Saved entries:
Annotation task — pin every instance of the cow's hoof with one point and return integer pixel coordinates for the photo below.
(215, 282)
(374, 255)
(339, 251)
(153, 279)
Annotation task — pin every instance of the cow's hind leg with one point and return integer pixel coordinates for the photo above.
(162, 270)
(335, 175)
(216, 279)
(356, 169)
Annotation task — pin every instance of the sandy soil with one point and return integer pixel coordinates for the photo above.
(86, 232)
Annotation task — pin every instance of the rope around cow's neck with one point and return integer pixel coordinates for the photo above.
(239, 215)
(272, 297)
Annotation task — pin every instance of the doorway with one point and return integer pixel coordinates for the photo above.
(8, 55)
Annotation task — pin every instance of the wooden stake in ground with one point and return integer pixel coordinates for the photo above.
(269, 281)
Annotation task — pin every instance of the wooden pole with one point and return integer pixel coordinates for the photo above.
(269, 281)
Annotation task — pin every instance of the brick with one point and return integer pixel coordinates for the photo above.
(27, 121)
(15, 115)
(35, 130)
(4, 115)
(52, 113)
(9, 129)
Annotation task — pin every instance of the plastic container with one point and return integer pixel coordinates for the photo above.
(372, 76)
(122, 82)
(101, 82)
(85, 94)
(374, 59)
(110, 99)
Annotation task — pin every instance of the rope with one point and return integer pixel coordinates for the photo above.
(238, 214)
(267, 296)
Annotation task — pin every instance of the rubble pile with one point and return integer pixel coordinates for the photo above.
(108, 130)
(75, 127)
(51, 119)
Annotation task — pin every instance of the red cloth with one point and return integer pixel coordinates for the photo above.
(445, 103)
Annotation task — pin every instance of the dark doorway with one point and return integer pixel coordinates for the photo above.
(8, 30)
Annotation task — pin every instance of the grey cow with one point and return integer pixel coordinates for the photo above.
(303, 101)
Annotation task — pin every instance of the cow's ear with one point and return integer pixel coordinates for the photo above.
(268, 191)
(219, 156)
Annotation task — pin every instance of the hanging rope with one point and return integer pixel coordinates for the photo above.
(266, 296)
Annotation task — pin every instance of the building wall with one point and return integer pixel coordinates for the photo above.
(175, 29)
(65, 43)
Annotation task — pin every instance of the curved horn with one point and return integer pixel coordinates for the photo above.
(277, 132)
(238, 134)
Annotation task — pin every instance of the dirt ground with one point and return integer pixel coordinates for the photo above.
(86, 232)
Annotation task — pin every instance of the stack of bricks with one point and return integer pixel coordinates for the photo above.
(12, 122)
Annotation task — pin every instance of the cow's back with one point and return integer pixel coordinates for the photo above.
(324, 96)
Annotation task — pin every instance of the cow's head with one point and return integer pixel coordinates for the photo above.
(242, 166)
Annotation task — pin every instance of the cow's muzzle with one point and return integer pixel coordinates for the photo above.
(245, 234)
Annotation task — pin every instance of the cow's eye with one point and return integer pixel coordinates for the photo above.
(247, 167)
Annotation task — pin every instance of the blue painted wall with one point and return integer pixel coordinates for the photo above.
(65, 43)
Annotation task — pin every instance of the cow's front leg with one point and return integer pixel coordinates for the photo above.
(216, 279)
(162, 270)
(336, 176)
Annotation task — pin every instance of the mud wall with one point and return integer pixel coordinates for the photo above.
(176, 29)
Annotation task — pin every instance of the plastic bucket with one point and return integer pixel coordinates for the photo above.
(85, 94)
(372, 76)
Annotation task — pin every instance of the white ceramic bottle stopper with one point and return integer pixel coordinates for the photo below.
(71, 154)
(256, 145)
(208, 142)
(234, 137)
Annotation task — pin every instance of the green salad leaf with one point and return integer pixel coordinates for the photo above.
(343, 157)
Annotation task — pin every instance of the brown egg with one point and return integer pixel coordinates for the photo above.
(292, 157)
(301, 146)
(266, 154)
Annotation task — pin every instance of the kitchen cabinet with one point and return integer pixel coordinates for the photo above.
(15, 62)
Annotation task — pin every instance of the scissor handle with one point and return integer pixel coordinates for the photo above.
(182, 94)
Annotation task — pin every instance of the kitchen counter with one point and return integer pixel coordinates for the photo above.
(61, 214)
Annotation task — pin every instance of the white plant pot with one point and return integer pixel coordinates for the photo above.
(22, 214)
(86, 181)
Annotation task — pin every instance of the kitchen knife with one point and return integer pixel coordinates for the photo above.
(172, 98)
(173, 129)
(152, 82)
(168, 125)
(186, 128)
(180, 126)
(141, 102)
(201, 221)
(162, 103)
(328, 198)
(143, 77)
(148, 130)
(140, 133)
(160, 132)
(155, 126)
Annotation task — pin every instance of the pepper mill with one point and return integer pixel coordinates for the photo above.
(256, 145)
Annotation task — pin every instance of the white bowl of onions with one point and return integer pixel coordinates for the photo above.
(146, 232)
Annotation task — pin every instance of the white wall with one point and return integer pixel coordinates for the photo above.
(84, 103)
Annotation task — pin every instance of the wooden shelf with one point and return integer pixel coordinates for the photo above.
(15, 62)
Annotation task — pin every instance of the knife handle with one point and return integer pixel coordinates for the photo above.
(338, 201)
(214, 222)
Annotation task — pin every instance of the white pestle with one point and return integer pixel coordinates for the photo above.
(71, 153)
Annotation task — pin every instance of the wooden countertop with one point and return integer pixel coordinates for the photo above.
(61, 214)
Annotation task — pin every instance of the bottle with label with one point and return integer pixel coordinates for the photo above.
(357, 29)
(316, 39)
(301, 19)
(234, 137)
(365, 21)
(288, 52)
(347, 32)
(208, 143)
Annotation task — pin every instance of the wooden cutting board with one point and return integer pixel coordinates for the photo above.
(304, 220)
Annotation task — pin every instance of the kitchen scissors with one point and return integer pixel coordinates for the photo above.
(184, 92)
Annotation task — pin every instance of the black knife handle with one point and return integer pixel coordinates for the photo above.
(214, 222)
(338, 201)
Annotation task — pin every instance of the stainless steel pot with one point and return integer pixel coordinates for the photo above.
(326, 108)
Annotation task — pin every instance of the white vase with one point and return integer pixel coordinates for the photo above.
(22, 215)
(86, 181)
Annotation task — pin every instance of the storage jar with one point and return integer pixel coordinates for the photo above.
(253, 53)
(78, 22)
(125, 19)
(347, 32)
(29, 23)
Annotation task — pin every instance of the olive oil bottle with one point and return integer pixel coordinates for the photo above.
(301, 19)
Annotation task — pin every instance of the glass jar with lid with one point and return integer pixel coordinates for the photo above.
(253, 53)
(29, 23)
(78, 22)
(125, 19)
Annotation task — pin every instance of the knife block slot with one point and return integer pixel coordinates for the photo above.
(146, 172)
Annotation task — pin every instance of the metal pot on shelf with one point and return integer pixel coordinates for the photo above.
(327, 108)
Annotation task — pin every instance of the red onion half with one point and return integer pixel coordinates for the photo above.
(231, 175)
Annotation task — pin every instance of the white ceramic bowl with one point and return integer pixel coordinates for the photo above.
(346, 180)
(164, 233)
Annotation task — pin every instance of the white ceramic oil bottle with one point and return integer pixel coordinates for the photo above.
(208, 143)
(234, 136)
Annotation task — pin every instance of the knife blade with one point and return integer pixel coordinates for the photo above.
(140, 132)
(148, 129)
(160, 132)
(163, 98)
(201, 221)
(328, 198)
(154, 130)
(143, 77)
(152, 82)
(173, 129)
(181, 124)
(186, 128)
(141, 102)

> AIM OF THE EXERCISE
Retype each line of the data exactly as it reads.

> SOLUTION
Annotation task — pin every instance of the cow's hoof with one point and return integer pixel coordinates for the photo below.
(215, 282)
(374, 255)
(339, 251)
(153, 279)
Annotation task — pin every instance of the cow's hind leg with one point and return integer pixel coordinates for the photo above.
(162, 270)
(335, 175)
(216, 279)
(356, 169)
Annotation task — pin every instance of the sandy soil with one point and return integer pixel coordinates for the photo above.
(86, 232)
Annotation task — pin every instance of the rope around cow's neck with one point and return integer pixel coordinates for the photo above.
(239, 215)
(272, 297)
Annotation task — pin every instance of the doorway with one point and return integer pixel coordinates for the photo above.
(8, 55)
Annotation task — pin every instance of the wooden stake in ground with one point and return integer pixel coordinates for the photo above.
(269, 281)
Annotation task — pin every instance of the wooden pole with one point and return integer pixel coordinates for the photo above.
(269, 281)
Annotation task — pin every instance of the brick with one point and return integer pixel coordinates for the photo above.
(27, 121)
(15, 115)
(35, 130)
(4, 115)
(52, 113)
(9, 129)
Annotation task — pin every instance of the plastic container with one point and return integer pixel coordinates for the photo above.
(372, 76)
(122, 82)
(101, 82)
(85, 94)
(374, 59)
(110, 99)
Annotation task — pin every instance of the rope with one point and return integer pixel coordinates for the photo above.
(238, 214)
(267, 296)
Annotation task — pin every instance of the rubble pile with one point and return integer pixel coordinates for the photo above.
(108, 130)
(75, 127)
(51, 119)
Annotation task — pin every instance of the red cloth with one point and return integer pixel coordinates for the photo above.
(445, 103)
Annotation task — pin every instance of the dark doorway with one point and return integer pixel coordinates for the photo above.
(8, 30)
Annotation task — pin every instance of the grey cow with one point and return integer pixel coordinates for the photo above.
(303, 101)
Annotation task — pin every instance of the cow's ear with one point and return integer pixel coordinates for the photo above.
(268, 191)
(219, 156)
Annotation task — pin every instance of the hanging rope with one point and return integer pixel coordinates for the photo above.
(266, 296)
Annotation task — pin every instance of the building wall with one point and return integer pixel coordinates for the photo above.
(175, 29)
(65, 43)
Annotation task — pin every instance of the curved horn with one point and return integer pixel coordinates for the photo above.
(277, 132)
(238, 134)
Annotation task — pin every instance of the dirt ground with one point and return integer pixel coordinates for the photo above.
(86, 232)
Annotation task — pin every instance of the stack of bricks with one point and return integer pixel coordinates for the photo above.
(12, 122)
Annotation task — pin every instance of the cow's back with one point and return integer pixel coordinates for the photo above.
(324, 96)
Annotation task — pin every instance of the cow's head with one point and return integer pixel coordinates for the photo above.
(242, 166)
Annotation task — pin every instance of the cow's muzzle with one point and return integer pixel coordinates for the photo above.
(245, 234)
Annotation task — pin every instance of the cow's eye with one point and return integer pixel coordinates for the photo above.
(247, 167)
Annotation task — pin every instance of the blue painted wall with one point and return integer pixel coordinates for the photo above.
(65, 43)
Annotation task — pin every instance of the cow's front leg with one point and return integer pixel coordinates for the photo above.
(216, 279)
(162, 270)
(336, 176)
Annotation task — pin every instance of the mud wall with one point and return integer pixel coordinates for the photo above.
(176, 29)
Annotation task — pin every instance of the plastic bucket with one point and return integer pixel coordinates for the photo above.
(85, 94)
(372, 76)
Annotation task — pin every instance of the white ceramic bottle stopper with one point and return integer pixel coordinates for the photo below.
(71, 154)
(256, 145)
(208, 142)
(234, 137)
Annotation task — pin every instance of the green salad leaf with one point and return integer pixel coordinates for the photo above.
(343, 157)
Annotation task — pin every instance of the brown egg with one point and return integer pixel coordinates for the photo above.
(292, 157)
(301, 146)
(266, 154)
Annotation task — pin every instance of the kitchen cabinet with one point and return integer pixel coordinates for the photo above.
(15, 62)
Annotation task — pin every instance of the scissor handle with one point and return integer pixel coordinates for the photo above.
(182, 94)
Annotation task — pin every instance of the kitchen counter with one point and return integer pixel coordinates for the photo above.
(61, 214)
Annotation task — pin every instance of the white plant pot with one point and return integer pixel coordinates for the photo above.
(22, 214)
(86, 181)
Annotation task — pin every instance of the kitchen knife with one point and return integer pixel coordinates for the photo above.
(172, 98)
(173, 129)
(152, 82)
(168, 125)
(186, 128)
(180, 126)
(141, 102)
(201, 221)
(162, 103)
(328, 198)
(143, 77)
(148, 130)
(140, 133)
(160, 132)
(155, 126)
Annotation task — pin every instance of the pepper mill with one point and return integer pixel coordinates for the photo above.
(256, 145)
Annotation task — pin every instance of the white bowl of onions with one point and return integer pixel coordinates for the photo above.
(146, 232)
Annotation task — pin every instance of the white wall with one point and return integer pixel coordinates for the photo above.
(84, 103)
Annotation task — pin every instance of the wooden shelf with one point and return integer pixel coordinates for the photo above.
(15, 62)
Annotation task — pin every instance of the knife handle with one point and return integer pixel coordinates for the photo above.
(338, 201)
(214, 222)
Annotation task — pin every instance of the white pestle with one point and return integer pixel coordinates for the photo above.
(71, 153)
Annotation task — pin every instance of the wooden countertop with one point and return integer pixel coordinates for the photo above.
(61, 214)
Annotation task — pin every instance of the bottle with label with one point and return integer pixel coordinates for the photo above.
(357, 29)
(316, 39)
(301, 19)
(234, 137)
(365, 21)
(288, 52)
(347, 32)
(208, 143)
Annotation task — pin every instance of the wooden cutting board with one point and return integer pixel coordinates for the photo above.
(304, 220)
Annotation task — pin every instance of the kitchen scissors with one point and return integer pixel coordinates for the photo above.
(184, 92)
Annotation task — pin every instance of the black knife handle with one point and return integer pixel coordinates for the photo above.
(214, 222)
(338, 201)
Annotation task — pin every instance of the stainless steel pot with one point and return integer pixel coordinates for the photo above.
(326, 108)
Annotation task — pin every instance of the white vase with one point and return integer pixel coordinates for the photo above.
(22, 215)
(86, 181)
Annotation task — pin every instance of the storage jar with one point and return integer pixel coordinates for the photo above.
(253, 53)
(78, 22)
(125, 19)
(347, 32)
(29, 23)
Annotation task — pin every instance of the olive oil bottle with one point and return integer pixel coordinates for the photo above.
(301, 19)
Annotation task — pin every instance of the glass jar with lid with one point and return integer pixel coordinates for the photo above.
(253, 53)
(29, 23)
(78, 22)
(125, 19)
Annotation task — pin every instance of the knife block slot with one point and return integer pixel coordinates for the photo above.
(146, 172)
Annotation task — pin every instance of the metal pot on shelf with one point and return integer pixel coordinates for the photo above.
(327, 108)
Annotation task — pin every instance of the red onion half with one point and return integer pixel coordinates for the photo above.
(231, 175)
Annotation task — pin every instance of the white ceramic bowl with one point and return integer pixel coordinates for the photo above.
(346, 180)
(164, 233)
Annotation task — pin every instance of the white ceramic oil bottle with one point and return integer pixel coordinates for the photo above.
(208, 143)
(234, 136)
Annotation task — pin every instance of the knife blade with one point and return integer pixel coordinates for the photo above.
(140, 132)
(148, 129)
(160, 132)
(163, 98)
(201, 221)
(328, 198)
(154, 130)
(143, 77)
(152, 82)
(173, 129)
(181, 124)
(186, 128)
(141, 102)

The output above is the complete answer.